Data for processing>
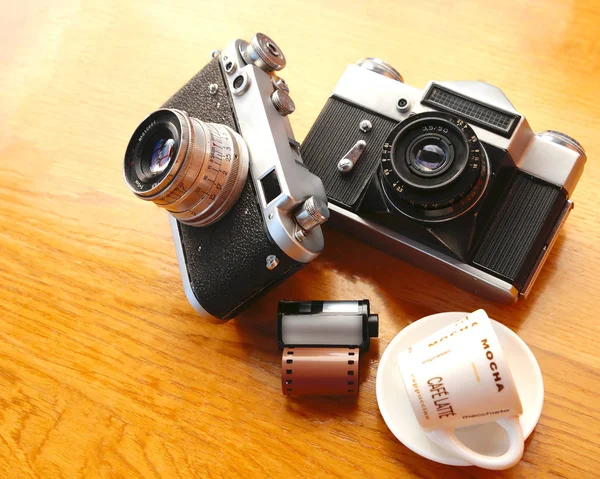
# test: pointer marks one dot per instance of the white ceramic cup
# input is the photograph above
(458, 377)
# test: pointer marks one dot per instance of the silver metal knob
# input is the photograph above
(283, 102)
(279, 83)
(312, 213)
(562, 139)
(349, 160)
(263, 53)
(379, 66)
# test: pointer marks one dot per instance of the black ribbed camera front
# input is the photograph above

Given problem> Can you write out all the records above word for word, leaving out the pictures?

Reply to the task>
# test: pointer marks one dot per instance of the white ceramic cup
# input is the photograph above
(458, 377)
# test: pointer marks one dot per instance of the silver metal knob
# input is the photograph above
(283, 102)
(279, 83)
(312, 213)
(562, 139)
(349, 160)
(263, 53)
(379, 66)
# test: pointer marks one dot per instance of the black ribbed camera front
# input is the photograph above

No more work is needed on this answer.